__INPUT FOR THIS TASK__
****************

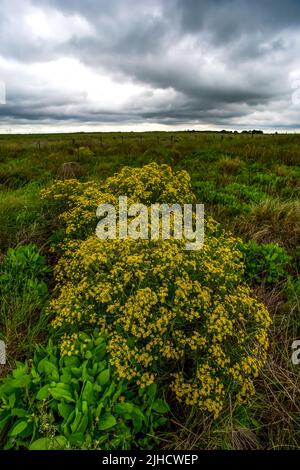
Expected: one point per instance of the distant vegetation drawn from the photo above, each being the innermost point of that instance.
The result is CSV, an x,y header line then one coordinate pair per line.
x,y
53,394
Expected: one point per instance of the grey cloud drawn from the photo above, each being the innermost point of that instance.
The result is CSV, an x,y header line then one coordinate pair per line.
x,y
223,59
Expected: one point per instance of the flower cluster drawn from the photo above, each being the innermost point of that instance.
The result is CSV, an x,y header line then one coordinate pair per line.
x,y
170,314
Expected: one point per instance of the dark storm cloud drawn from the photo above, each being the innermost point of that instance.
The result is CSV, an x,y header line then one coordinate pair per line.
x,y
220,62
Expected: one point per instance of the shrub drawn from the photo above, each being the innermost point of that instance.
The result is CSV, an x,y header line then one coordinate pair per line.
x,y
265,262
170,314
62,402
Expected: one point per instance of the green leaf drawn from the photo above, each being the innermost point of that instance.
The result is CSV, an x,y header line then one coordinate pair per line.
x,y
19,427
103,377
65,410
106,422
88,393
47,443
43,393
19,412
124,408
61,394
160,406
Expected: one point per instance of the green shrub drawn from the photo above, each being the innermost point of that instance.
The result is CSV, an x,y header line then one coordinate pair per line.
x,y
265,262
76,401
23,294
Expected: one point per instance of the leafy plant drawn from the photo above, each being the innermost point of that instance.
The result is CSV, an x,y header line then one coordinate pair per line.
x,y
76,402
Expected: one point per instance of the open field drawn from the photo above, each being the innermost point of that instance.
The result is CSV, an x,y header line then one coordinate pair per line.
x,y
250,184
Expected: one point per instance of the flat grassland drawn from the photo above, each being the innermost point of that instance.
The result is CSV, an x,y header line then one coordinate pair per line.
x,y
250,183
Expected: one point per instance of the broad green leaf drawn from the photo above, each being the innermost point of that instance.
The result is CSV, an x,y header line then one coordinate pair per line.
x,y
160,406
47,443
103,377
19,427
107,421
122,408
43,393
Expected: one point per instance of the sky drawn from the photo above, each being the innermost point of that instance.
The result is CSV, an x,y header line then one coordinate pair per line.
x,y
129,65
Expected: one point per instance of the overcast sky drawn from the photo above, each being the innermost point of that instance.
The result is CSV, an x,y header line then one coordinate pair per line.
x,y
149,64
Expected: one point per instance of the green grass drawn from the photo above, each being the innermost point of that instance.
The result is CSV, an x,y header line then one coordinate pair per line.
x,y
251,184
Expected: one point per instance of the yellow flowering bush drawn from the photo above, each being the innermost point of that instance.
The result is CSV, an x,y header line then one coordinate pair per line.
x,y
183,317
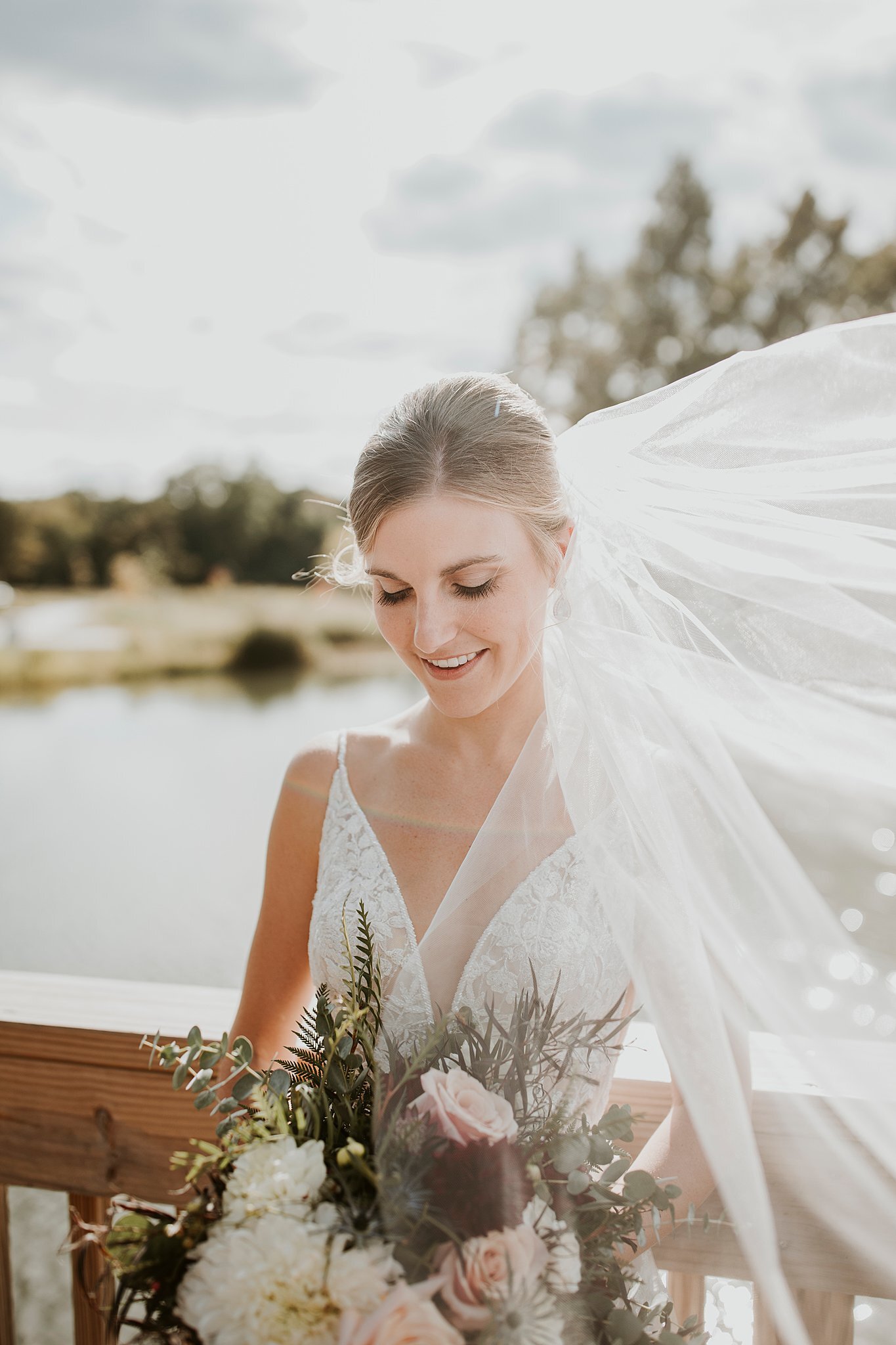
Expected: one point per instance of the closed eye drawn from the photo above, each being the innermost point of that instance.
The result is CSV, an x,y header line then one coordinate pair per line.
x,y
461,590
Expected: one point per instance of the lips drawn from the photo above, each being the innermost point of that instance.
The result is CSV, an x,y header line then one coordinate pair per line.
x,y
450,674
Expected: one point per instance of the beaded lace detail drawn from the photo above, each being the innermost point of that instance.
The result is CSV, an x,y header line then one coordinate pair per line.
x,y
550,917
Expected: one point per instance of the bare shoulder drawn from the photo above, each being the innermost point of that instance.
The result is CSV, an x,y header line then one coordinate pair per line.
x,y
310,771
370,748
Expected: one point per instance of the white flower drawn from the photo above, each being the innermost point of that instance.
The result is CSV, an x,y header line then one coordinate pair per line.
x,y
274,1178
261,1281
280,1281
359,1277
563,1273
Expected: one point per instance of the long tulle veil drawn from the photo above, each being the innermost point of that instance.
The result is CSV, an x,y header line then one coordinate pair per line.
x,y
720,734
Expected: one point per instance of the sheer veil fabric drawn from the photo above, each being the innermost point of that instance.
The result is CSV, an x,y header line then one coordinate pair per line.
x,y
720,735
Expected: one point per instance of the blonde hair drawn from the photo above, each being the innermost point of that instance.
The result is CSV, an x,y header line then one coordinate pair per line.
x,y
477,436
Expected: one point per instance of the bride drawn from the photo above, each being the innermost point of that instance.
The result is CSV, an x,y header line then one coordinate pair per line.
x,y
633,645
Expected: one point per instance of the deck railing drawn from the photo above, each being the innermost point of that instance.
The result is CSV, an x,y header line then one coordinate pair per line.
x,y
81,1113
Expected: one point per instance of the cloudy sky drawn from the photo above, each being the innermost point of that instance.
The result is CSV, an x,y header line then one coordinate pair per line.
x,y
236,229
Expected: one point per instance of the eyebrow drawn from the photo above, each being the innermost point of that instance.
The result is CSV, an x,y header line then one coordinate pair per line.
x,y
449,569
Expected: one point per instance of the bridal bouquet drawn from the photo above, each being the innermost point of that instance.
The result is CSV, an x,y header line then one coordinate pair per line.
x,y
448,1200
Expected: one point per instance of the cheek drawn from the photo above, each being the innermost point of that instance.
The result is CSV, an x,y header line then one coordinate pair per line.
x,y
391,622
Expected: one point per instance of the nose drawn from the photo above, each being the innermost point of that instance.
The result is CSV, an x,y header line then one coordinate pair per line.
x,y
436,626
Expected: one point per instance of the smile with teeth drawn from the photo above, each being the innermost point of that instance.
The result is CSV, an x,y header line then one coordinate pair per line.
x,y
454,662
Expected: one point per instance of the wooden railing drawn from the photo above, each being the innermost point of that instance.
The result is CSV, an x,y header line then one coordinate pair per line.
x,y
82,1113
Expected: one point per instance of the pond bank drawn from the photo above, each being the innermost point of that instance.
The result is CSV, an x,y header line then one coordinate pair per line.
x,y
58,638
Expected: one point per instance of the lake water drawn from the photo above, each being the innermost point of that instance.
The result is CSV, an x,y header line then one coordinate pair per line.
x,y
135,818
133,827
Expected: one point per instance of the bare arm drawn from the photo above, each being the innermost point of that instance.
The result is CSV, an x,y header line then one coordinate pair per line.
x,y
277,984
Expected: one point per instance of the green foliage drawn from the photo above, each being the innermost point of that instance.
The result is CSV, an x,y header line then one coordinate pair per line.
x,y
200,519
601,338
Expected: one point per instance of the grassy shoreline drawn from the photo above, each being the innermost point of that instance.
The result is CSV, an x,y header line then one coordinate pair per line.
x,y
74,636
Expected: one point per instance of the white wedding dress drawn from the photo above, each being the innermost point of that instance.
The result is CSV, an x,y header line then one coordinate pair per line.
x,y
550,917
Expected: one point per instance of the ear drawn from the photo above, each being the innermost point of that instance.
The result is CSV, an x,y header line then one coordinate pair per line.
x,y
563,539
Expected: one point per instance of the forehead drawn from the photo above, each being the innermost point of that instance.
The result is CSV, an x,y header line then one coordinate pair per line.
x,y
441,530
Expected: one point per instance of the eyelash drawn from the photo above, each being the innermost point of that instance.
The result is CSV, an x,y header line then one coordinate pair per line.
x,y
461,590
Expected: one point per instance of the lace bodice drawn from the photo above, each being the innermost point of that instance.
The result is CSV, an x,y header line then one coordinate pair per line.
x,y
551,917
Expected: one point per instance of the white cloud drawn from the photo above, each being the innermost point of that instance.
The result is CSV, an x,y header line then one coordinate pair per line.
x,y
211,246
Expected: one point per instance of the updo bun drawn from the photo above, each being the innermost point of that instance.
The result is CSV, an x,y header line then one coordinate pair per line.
x,y
476,436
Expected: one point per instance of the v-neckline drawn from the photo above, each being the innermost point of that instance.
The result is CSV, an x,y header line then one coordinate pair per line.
x,y
402,903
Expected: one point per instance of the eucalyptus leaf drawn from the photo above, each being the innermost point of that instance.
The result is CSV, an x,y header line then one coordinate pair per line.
x,y
568,1152
625,1327
578,1181
599,1151
616,1169
640,1185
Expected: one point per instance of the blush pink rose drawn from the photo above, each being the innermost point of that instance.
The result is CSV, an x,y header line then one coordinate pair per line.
x,y
405,1317
463,1110
485,1269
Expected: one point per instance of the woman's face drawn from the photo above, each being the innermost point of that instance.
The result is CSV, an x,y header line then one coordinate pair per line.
x,y
457,579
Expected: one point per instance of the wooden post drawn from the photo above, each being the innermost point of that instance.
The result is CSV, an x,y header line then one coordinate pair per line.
x,y
828,1317
91,1327
688,1294
7,1331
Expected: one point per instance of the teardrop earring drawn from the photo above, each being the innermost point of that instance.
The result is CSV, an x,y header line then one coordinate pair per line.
x,y
562,608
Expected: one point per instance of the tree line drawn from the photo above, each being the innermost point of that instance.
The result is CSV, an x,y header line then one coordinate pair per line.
x,y
598,338
202,522
589,341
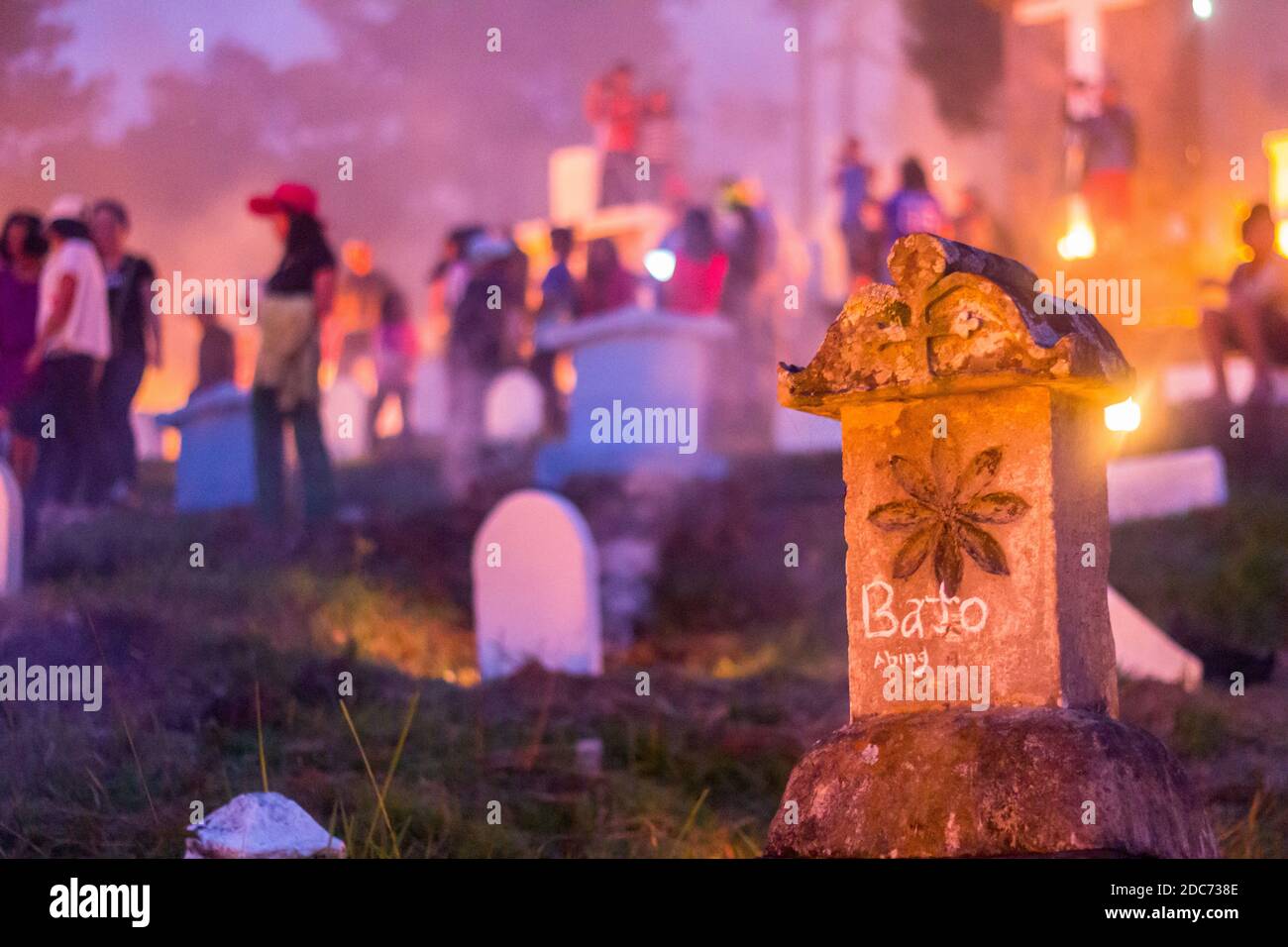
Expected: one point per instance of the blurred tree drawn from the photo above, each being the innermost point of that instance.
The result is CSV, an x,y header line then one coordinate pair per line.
x,y
40,103
956,46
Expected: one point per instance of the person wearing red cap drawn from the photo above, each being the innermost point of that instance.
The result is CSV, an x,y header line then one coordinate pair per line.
x,y
286,371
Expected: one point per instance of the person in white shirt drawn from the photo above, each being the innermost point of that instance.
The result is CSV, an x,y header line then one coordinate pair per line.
x,y
72,343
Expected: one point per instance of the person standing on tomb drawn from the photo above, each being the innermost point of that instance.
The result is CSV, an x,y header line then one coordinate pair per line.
x,y
73,341
299,296
1108,141
136,344
614,110
853,179
697,283
1256,315
22,252
660,144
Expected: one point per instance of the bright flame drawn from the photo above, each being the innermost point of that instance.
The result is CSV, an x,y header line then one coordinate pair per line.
x,y
660,264
1275,145
1124,416
1080,243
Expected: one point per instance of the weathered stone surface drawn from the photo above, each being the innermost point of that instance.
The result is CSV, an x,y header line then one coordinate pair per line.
x,y
993,517
960,320
1008,783
262,825
982,661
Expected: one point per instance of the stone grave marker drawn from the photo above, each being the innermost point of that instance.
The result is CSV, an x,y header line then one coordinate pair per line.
x,y
643,395
1166,483
983,694
262,825
429,397
11,532
1145,651
344,420
217,454
536,587
513,407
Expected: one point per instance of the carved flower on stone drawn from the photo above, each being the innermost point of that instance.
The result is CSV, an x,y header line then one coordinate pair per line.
x,y
948,522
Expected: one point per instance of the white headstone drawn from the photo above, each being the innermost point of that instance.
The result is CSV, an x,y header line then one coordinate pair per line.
x,y
429,397
513,407
1194,381
344,420
11,532
217,457
797,432
1164,484
574,183
147,436
1145,651
536,587
262,825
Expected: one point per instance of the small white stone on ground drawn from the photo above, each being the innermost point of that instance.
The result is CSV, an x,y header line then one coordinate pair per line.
x,y
262,825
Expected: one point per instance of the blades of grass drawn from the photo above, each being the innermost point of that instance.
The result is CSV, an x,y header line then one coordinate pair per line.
x,y
372,776
694,813
125,724
528,759
393,763
259,736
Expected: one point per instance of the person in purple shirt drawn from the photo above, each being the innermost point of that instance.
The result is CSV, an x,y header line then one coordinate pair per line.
x,y
853,178
22,250
912,209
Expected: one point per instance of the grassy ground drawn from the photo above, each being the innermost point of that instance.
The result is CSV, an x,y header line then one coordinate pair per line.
x,y
223,678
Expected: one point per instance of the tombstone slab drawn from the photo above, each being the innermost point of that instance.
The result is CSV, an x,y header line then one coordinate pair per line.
x,y
536,587
215,470
344,420
513,407
991,785
642,399
980,654
1166,483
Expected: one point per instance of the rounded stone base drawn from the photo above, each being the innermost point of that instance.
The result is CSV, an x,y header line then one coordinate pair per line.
x,y
1013,781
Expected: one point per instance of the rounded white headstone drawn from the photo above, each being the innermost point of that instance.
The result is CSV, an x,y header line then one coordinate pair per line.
x,y
429,397
513,407
344,420
536,587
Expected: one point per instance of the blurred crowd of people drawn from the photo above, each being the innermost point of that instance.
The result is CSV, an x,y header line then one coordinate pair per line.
x,y
77,326
76,333
870,226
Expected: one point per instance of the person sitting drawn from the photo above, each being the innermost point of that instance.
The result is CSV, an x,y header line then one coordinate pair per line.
x,y
1256,315
608,285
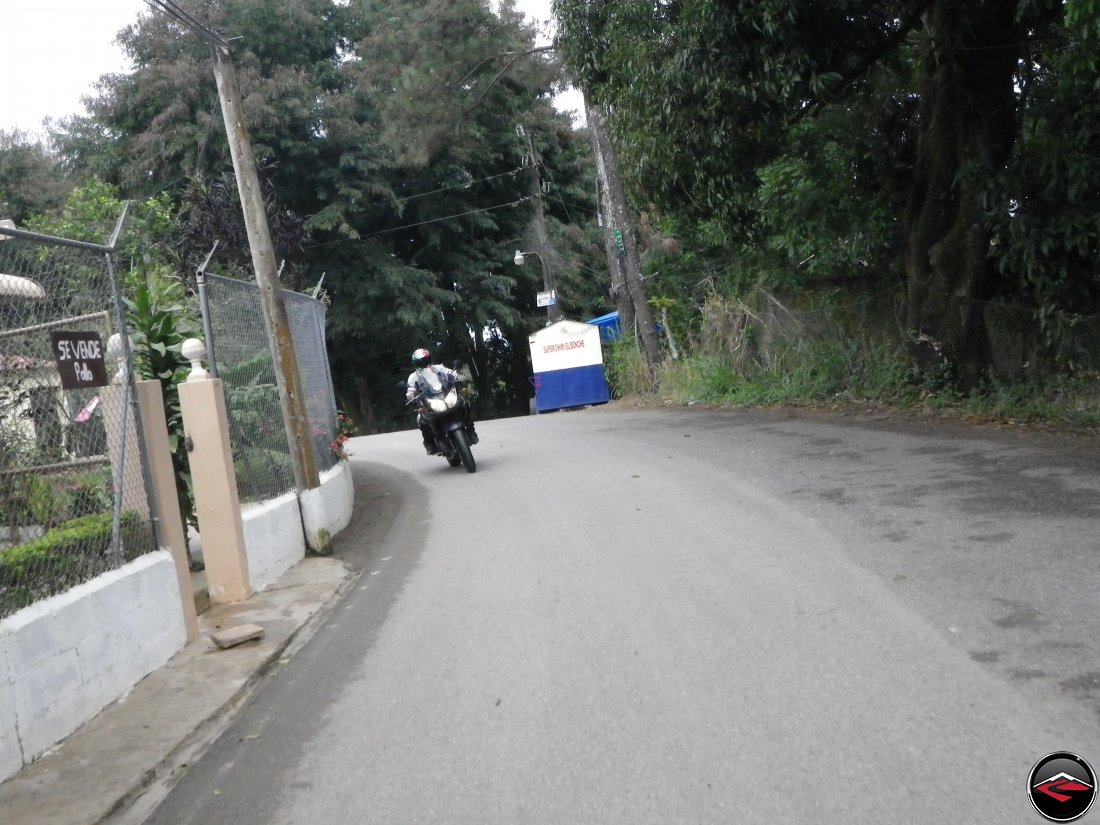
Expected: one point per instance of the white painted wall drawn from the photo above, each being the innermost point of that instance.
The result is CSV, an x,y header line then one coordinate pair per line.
x,y
273,538
67,657
327,510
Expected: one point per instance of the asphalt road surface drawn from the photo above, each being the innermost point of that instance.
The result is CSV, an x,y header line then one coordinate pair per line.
x,y
688,616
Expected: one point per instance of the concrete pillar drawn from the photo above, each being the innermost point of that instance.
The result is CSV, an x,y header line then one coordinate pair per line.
x,y
213,481
163,482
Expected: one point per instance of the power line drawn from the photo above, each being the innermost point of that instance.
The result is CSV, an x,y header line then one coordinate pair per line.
x,y
513,173
169,8
420,223
449,217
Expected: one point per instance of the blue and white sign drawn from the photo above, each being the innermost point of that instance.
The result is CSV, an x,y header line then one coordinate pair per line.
x,y
568,362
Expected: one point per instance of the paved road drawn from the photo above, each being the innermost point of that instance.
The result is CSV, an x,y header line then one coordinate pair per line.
x,y
688,616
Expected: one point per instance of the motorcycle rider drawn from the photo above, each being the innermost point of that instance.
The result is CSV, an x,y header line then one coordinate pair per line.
x,y
431,377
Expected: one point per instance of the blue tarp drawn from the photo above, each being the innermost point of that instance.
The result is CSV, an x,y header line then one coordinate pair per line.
x,y
609,329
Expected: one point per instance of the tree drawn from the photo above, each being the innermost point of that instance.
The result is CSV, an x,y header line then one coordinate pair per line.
x,y
710,95
31,179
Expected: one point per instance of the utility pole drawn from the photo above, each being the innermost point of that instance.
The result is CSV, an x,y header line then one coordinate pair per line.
x,y
541,235
618,218
276,321
619,293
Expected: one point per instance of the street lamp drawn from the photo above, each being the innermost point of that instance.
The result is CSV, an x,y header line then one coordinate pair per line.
x,y
553,314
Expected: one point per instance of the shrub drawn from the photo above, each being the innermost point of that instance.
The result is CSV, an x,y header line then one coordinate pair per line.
x,y
73,552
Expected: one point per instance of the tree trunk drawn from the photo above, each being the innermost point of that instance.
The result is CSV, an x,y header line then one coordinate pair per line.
x,y
618,217
967,128
597,131
367,425
541,235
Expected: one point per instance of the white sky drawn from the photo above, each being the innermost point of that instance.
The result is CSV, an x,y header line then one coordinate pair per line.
x,y
52,52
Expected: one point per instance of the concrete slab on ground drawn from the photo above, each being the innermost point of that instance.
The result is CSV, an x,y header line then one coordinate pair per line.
x,y
114,758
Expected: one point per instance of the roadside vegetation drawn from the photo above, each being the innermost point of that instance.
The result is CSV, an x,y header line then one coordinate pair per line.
x,y
869,202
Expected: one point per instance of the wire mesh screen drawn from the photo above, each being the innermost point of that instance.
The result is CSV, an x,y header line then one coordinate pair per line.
x,y
242,356
73,488
307,329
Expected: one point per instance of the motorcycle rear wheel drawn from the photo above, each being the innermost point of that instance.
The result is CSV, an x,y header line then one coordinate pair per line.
x,y
464,451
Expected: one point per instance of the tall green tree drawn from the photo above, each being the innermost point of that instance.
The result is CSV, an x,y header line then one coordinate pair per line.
x,y
950,108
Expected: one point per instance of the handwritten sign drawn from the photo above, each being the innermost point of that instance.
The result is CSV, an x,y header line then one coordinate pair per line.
x,y
79,358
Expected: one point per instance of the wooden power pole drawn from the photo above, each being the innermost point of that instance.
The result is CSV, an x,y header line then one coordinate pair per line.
x,y
276,322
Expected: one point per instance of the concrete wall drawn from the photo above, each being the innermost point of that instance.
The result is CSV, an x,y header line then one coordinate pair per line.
x,y
66,658
273,538
327,510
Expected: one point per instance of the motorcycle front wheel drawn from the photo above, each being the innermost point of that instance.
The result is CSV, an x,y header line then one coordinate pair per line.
x,y
464,451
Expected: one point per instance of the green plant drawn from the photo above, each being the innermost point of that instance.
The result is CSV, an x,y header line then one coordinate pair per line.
x,y
70,553
161,318
625,367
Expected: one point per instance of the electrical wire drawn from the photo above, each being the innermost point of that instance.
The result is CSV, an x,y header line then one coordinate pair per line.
x,y
169,8
421,223
513,173
449,217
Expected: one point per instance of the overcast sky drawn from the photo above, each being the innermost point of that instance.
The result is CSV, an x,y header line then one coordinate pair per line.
x,y
52,52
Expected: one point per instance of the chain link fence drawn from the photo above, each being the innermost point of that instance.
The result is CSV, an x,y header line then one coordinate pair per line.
x,y
240,355
73,485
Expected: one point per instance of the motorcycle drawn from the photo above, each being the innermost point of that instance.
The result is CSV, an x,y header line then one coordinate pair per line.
x,y
448,413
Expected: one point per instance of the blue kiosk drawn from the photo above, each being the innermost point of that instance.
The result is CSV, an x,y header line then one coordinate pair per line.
x,y
568,362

****************

Beginning at the line that holds "Expected: one point per instance of the motorcycle front", reproduce each line of the records above down to and including the last one.

__ANSWER TO THE TASK__
Expected: one point per instance of the motorcycle front wheel drawn from the photo above, each being the innermost point of that instance.
The result is CSV, an x,y header line then one coordinate pair per line.
x,y
464,451
Expected: one point per instance of the green plant drawn from the photo above, each being the innermost point of that instance.
The result is CSV, an x,y header line then one coordinate pair per line.
x,y
70,553
161,318
625,367
Expected: one point per instance of the electrical wire drawn from the photo above, each being the innermost point of that instance.
The result is CSV, an x,y header line then one coordinate pair per line.
x,y
169,8
421,223
513,173
449,217
Expected: one point per instance of the overcast sky drawn from the photo above, each being the innermost point of that instance.
The result is CSV, an x,y header line then one coordinate pair per line.
x,y
52,52
Expected: one point per instance of the chain link fence drawn from the photo above, each being the innermost point of that instance.
The result is CSV, an x,y header line then one coordinate pair per line.
x,y
240,355
73,485
Expected: one point per instance of the motorcycle drawn from the photo above, each being the innermost point of that instance.
The result is CSV, an x,y header line then one coordinate pair per line.
x,y
448,413
Expected: one point per instance of the blue kiosk drawn from the photo above, each being the innermost point of that instance.
The result is CSV, an x,y header line then one coordinate pair per line.
x,y
568,362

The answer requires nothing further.